**TEXT SECTION**.
__________

Friday, October 14, 2005
Long story short: this is a free country. If you want to see the Matrix, then go watch the Matrix for Christ’s sake. If you want to watch Vin Diesel and Triple Z or whatever, then by God go out and rent Triple Z. But leave James Bond alone. The new film will be an adaptation of author Ian Fleming’s very first installation in the series, Casino Royale. Please don’t ruin a classic.
Thursday, October 13, 2005
This week's lock:
Bowling Green -23
Doug Weathers may not know how to spell Buffalo, but he could probably tell you that the Bulls are terrible. Through five games, Buffalo is averaging a mere 6 points per game. On the flip side, Bowling Green is one of the best offesive teams in the nation, racking up 43 points per game. You do the math. Bowling Green by 35.
Sunday, October 09, 2005
Thursday, October 06, 2005
This Week's Lock:
There was a huge bandwagon crash in Nashville last weekend as Vandy reverted to their old ways and blew an opportunity to open the season at 5-0 for the first time since the Swingin' Medallions started playing rap songs. LSU is still pissed about losing to Tennessee, even after drubbing Miss. St. last weekend. LSU by 24.
Tuesday, October 04, 2005
Friday, September 30, 2005
First of all, anyone that didn’t want their taxes cut can be my guest and send a personal check to the federal government in the amount of the difference they’re saved by the rate reductions. If you trust the government to spend your own money so wisely, go ahead and give your money back. Second of all, as a result of the rate reductions, which are giving people more incentives to save, work, and invest, federal revenues are higher than when Clinton left office. Third, entitlement spending on healthcare, welfare, and education has more than DOUBLED under Bush (source=www.omb.gov). Midway through Clinton’s term, the unemployment rate was 5.6% (September, ’95). Any guesses as to what it is right now in September of ‘05? 4.9% (source=bls.gov). So I’m confused, there’s more money in the treasury now, MUCH more of our tax dollars are going to the poor and to education, the black homeownership rate is at its highest level in history, the unemployment rate is lower than Clinton’s average, and yet "this is the worst economy since the Great Depression" - John Kerry, “George Bush hates black people” – Kanye West, and "Bill Clinton was the first black president” – Jesse Jackson. Is there any rationale for these kind of statements? Any actual real facts to back them up? Oh yeah, I forgot, there is one huge fact: George Bush has an “R” next to his name.

__________

**EXTRACTED MATERIAL**.

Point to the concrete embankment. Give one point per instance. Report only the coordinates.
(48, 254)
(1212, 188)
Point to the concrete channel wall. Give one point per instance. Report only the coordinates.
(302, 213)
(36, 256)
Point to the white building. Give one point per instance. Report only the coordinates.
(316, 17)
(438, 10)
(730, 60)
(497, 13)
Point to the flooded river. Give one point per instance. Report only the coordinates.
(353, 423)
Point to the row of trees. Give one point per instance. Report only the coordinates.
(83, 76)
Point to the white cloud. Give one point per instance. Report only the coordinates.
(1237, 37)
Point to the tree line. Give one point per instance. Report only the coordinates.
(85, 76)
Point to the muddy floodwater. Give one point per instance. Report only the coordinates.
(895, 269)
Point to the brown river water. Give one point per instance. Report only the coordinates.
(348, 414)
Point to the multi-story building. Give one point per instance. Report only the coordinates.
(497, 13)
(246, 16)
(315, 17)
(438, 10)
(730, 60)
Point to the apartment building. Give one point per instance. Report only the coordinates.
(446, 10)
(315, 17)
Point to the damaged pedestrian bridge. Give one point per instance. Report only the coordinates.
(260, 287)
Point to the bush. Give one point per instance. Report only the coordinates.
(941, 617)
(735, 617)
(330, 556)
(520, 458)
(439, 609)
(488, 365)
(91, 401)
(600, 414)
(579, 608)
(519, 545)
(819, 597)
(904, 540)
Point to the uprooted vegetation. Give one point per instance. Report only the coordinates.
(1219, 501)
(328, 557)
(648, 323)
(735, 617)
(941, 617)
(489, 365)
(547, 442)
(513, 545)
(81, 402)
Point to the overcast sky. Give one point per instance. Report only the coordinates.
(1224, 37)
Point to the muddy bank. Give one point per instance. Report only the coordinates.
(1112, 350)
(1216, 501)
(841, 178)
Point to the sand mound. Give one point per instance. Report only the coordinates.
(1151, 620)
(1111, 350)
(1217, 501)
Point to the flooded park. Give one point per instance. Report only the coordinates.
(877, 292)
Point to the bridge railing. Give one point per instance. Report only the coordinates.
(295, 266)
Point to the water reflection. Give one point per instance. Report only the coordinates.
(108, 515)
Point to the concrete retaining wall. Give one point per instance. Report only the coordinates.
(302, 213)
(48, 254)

__________

**CHECK YOUR UNDERSTANDING**.
1 - Write out the part of the blog excerpt that opens with the words containing "Friday, October 14, 2005" and closes with "Green by 35.".
2 - Answer these questions from the blog excerpt:
(a) How many points per game is Buffalo averaging through five games?
(b) What unemployment rate does the writer give for September '05?
(c) Which Ian Fleming book will the new James Bond film adapt?
The data above come from a source separate from the blog excerpt.

**RESPONSES**.
1 -
Friday, October 14, 2005
Long story short: this is a free country. If you want to see the Matrix, then go watch the Matrix for Christ’s sake. If you want to watch Vin Diesel and Triple Z or whatever, then by God go out and rent Triple Z. But leave James Bond alone. The new film will be an adaptation of author Ian Fleming’s very first installation in the series, Casino Royale. Please don’t ruin a classic.
Thursday, October 13, 2005
This week's lock:
Bowling Green -23
Doug Weathers may not know how to spell Buffalo, but he could probably tell you that the Bulls are terrible. Through five games, Buffalo is averaging a mere 6 points per game. On the flip side, Bowling Green is one of the best offesive teams in the nation, racking up 43 points per game. You do the math. Bowling Green by 35.

2 -
(a) 6 points per game
(b) 4.9%
(c) Casino Royale